··· Verilen veriler

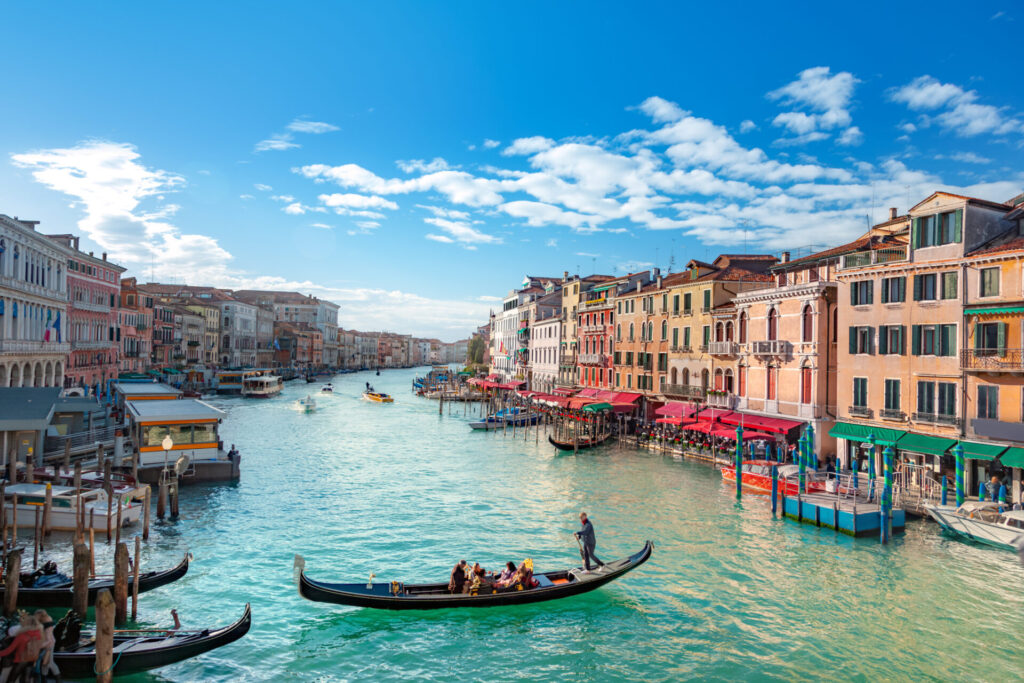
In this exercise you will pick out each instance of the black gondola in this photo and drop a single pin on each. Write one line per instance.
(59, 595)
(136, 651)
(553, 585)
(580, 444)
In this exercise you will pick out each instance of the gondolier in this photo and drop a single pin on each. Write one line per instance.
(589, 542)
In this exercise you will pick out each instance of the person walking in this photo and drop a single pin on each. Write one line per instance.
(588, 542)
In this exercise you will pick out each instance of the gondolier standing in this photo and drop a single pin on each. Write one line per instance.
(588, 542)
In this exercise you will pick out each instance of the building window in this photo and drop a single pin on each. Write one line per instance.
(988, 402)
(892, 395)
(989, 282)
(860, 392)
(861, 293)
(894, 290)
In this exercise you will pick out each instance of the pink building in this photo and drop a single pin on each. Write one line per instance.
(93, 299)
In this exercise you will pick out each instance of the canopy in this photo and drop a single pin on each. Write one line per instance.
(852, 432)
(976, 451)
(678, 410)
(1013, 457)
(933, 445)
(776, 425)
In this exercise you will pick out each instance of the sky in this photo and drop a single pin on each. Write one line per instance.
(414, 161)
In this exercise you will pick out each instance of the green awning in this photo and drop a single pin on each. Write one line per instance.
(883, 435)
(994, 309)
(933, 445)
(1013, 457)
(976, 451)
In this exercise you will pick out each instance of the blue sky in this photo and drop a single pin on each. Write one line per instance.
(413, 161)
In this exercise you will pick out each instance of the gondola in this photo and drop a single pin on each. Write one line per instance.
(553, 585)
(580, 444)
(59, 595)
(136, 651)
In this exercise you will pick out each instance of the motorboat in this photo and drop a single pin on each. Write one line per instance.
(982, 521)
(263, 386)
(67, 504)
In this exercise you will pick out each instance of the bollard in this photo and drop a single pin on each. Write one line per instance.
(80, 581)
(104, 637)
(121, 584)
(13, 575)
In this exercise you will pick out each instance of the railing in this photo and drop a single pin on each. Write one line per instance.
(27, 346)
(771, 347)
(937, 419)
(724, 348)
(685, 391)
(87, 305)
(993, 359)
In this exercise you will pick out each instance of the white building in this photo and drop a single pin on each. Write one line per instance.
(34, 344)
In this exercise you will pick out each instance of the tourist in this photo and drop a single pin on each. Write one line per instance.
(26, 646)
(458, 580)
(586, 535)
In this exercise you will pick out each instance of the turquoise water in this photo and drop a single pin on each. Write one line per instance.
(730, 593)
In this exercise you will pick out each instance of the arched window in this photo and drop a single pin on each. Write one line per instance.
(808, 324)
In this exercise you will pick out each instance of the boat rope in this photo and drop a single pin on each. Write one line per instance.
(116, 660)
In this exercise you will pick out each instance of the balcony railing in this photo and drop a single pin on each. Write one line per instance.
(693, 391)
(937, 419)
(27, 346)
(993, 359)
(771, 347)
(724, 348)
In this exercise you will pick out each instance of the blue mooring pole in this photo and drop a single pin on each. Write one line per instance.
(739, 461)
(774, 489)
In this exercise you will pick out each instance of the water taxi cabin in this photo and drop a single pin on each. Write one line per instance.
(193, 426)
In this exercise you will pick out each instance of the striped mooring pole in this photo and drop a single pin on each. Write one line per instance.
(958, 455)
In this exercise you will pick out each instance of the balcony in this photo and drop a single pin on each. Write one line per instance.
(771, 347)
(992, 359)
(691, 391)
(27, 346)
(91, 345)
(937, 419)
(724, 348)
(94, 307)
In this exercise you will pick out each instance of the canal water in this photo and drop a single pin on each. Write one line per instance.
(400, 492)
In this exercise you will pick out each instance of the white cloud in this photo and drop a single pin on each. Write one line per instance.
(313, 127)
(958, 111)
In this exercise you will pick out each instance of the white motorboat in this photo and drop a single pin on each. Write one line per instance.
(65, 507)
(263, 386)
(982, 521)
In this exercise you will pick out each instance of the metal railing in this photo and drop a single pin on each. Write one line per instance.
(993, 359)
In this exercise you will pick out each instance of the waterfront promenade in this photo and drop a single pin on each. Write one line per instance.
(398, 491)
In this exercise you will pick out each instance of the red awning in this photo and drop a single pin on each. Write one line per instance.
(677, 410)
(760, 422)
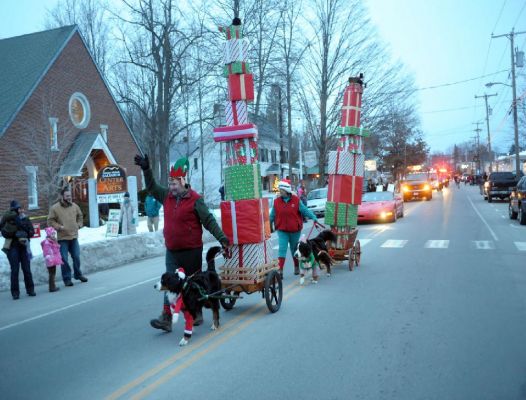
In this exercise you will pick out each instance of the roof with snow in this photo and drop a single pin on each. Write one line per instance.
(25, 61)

······

» **Verilen görev**
Kayıtları "the red awning" ifadesinin geçtiği satırdan başlayıp sonuna kadar, o satır da dahil, iki sütunlu bir CSV olarak yeniden yaz: "metin" sütununa her metni, "cevap" sütununa da onun altındaki koordinatları koy. Her metin için bir satır olsun, her alan tırnak içinde yazılsın, satır sonları boşluğa çevrilsin ve resimler yanıta alınmasın.

» **Yanıt**
metin,cevap
"In this exercise you will pick out each instance of the red awning in this photo and drop a single pin on each. Write one line per instance.","(677, 410) (760, 422)"
"In this exercise you will pick out each instance of the roof with snow in this photo and drop a single pin on each. Write one line per instance.","(25, 61)"